_Исходный отрывок_
*****

Вдруг обезьяна прыгнула с дерева прямо на плечо к нему и начала обнимать его и лизать: “Не узнаешь меня?… Я Мога-Уда, которой ты спас жизнь третьего лета”.

Обезьяна принесла факиру плодов; змей стащил для него из кладовой сыру и кувшин молока; тигр, желая отплатить за оказанную услугу, задушил дочь местного султана, сорвал с нее богатые ожерелья, запястья и отдал все факиру.

Тот, нагруженный дарами благодарных животных, вошел в город и направился прямо в дом когда-то спасенного им золотых дел мастера.

– Любезный друг, – сказал он ему, – ты обещал мне поделиться со мною твоим имением…

– Да, – прервал золотых дел мастер его со смущением, – я обещал… Но… знаете, любезный друг, так только говорится, особенно когда человек растроган…

– Не в том дело, – отвечал факир, – я не хочу твоего имения, а только прошу сделать дружеское одолжение. Вот дорогие вещи, цены которых я не знаю. Скажи, чего они стоят, и постарайся продать их выгодно для меня.

При этих словах факир вынул из кармана ожерелья и запястья и передал их золотых дел мастеру. Тот узнал их сразу, потому что сам их делал для дочери султана, но он нисколько не дал заметить это своему спасителю. Напротив, он сказал ему: “Я продам их как свои собственные. Ты – мой благодетель; я тебе обязан жизнью. Позволь только удалиться с ними на короткое время. Пойду к соседу взвесить эти каменья”. Факир охотно согласился на это предложение. Золотых же дел мастер прямо с вещами побежал во дворец и просил доложить султану, что он поймал убийцу стыдливейшей государыни, его дочери, в доказательство чего и представляет похищенные у нее драгоценности.

*****

[Данные для привязки объектов по описаниям на естественном языке]
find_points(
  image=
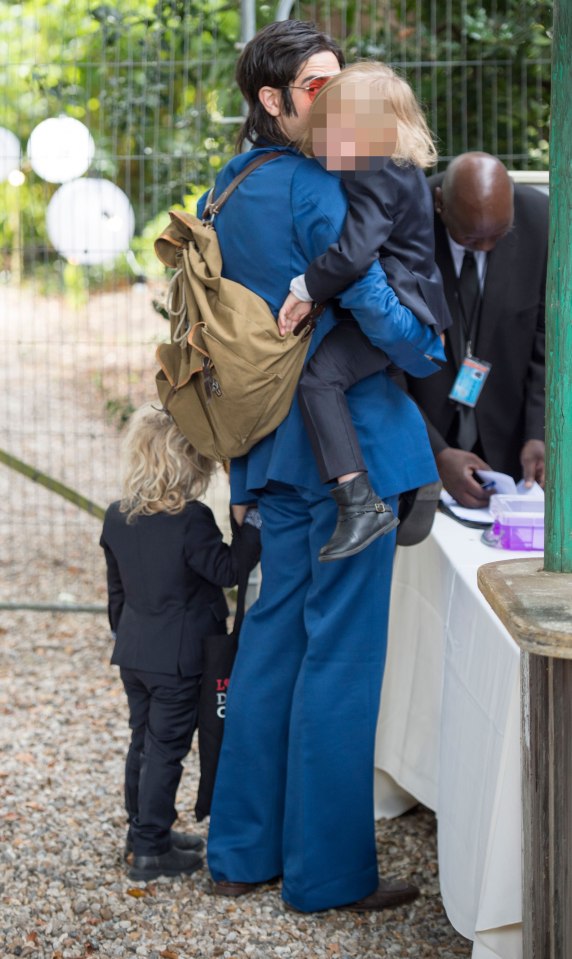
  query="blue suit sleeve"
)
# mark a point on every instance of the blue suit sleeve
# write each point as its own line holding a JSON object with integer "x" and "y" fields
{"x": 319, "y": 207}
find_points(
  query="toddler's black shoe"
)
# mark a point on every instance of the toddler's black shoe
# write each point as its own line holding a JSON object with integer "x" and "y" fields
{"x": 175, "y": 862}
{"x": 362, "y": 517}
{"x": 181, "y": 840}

*****

_Задание 1_
Сократите абзац отрывка, который начинается словами «При этих словах факир вынул». Основные факты абзаца нужно сохранить.
_Задание 2_
Скопируйте из отрывка без изменений фрагмент, начиная со слов «Вдруг обезьяна прыгнула» и заканчивая словами «отдал все факиру.».

_Письменное решение 1_
Факир отдал золотых дел мастеру ожерелья и запястья. Мастер сразу узнал в них свою работу для дочери султана, но не подал виду. Он пообещал продать вещи как свои, назвал факира благодетелем, которому обязан жизнью, и попросил позволения ненадолго отойти к соседу, чтобы взвесить каменья. Факир согласился. Мастер же побежал с вещами во дворец и велел доложить султану, что поймал убийцу его дочери. В доказательство он представил похищенные у неё драгоценности.

_Письменное решение 2_
Вдруг обезьяна прыгнула с дерева прямо на плечо к нему и начала обнимать его и лизать: “Не узнаешь меня?… Я Мога-Уда, которой ты спас жизнь третьего лета”.

Обезьяна принесла факиру плодов; змей стащил для него из кладовой сыру и кувшин молока; тигр, желая отплатить за оказанную услугу, задушил дочь местного султана, сорвал с нее богатые ожерелья, запястья и отдал все факиру.